▶ [PROBLEM STATEMENT]: Carry on the review of the movie The Fountain from the point where it stops, picking up after its spoiler warning.

━━━━━ EXCERPT TO READ ━━━━━

The Fountain

The Fountain July 12, 2007

Yesterday I watched the movie The Fountain.Having read a review or two I was geared up to find it incoherent; instead I found it fabulous, insightful, provocative and deeply moving. I highly recommend it.

The story focuses on two characters, Tommy and Izzi, who are husband and wife. Tommy is a scientific researcher trying to find a cure for cancer, and he has a personal investment in his research, since Izzi has terminal cancer. Izzi is writing a book called The Fountain, and the queen of spain and the conquistador in the story are also Tom and Izzi (and played once again by Hugh Jackman and Rachel Weisz). We also meet Tom in a bald futuristic setting in which Jackman looks remarkably like Peter Gabriel, in which he encounters Izzi in memories and flashbacks, but I will say more about that later. SPOILER WARNING: You may want to go rent it and watch it before reading further, although what follows may actually help prepare you for the movie (some viewers whose reviews I read did not seem to follow what was going on).

━━━━━ RECORDED INFORMATION ━━━━━

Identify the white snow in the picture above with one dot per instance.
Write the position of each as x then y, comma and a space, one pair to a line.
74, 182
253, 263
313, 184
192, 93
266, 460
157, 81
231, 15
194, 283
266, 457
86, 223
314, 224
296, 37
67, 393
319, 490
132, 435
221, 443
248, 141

━━━━━

▶ [OUTPUT BELOW]:
Izzi has come to terms with her death, inspired in part by studying Mayan beliefs about death and the afterlife for her book. She comes to understand that death is as natural as life, that life comes from death. She mentions at one point that her father (if I remember correctly) had a seed planted on his grave, so that now he is no longer there, but has become one with the tree, and whenever a sparrow eats from the fruit of the tree, her father soars with it through the air. Death, she says, is the “road to awe”.

Tommy, on the other hand, views death as simply another disease like any other, for which one day they will find the cure. In fact, his research includes the discovery of a plant, brought back from a South American rainforest, that he hoped would cure cancer, but in fact reverses aging. As it turns out, it also can reverse cancer, but this is not discovered until Izzi has died.

Some viewers have interpreted the movie as a true story about individuals who have found the secret of immortality, and so we encounter them across vast stretches of time. This, however, cannot be correct since it cannot make sense of the plotlines. It is a story about Tommy’s attempt to find closure, symbolized by his attempts to write a final chapter for Izzi’s book, which she left unfinished and asked him to complete.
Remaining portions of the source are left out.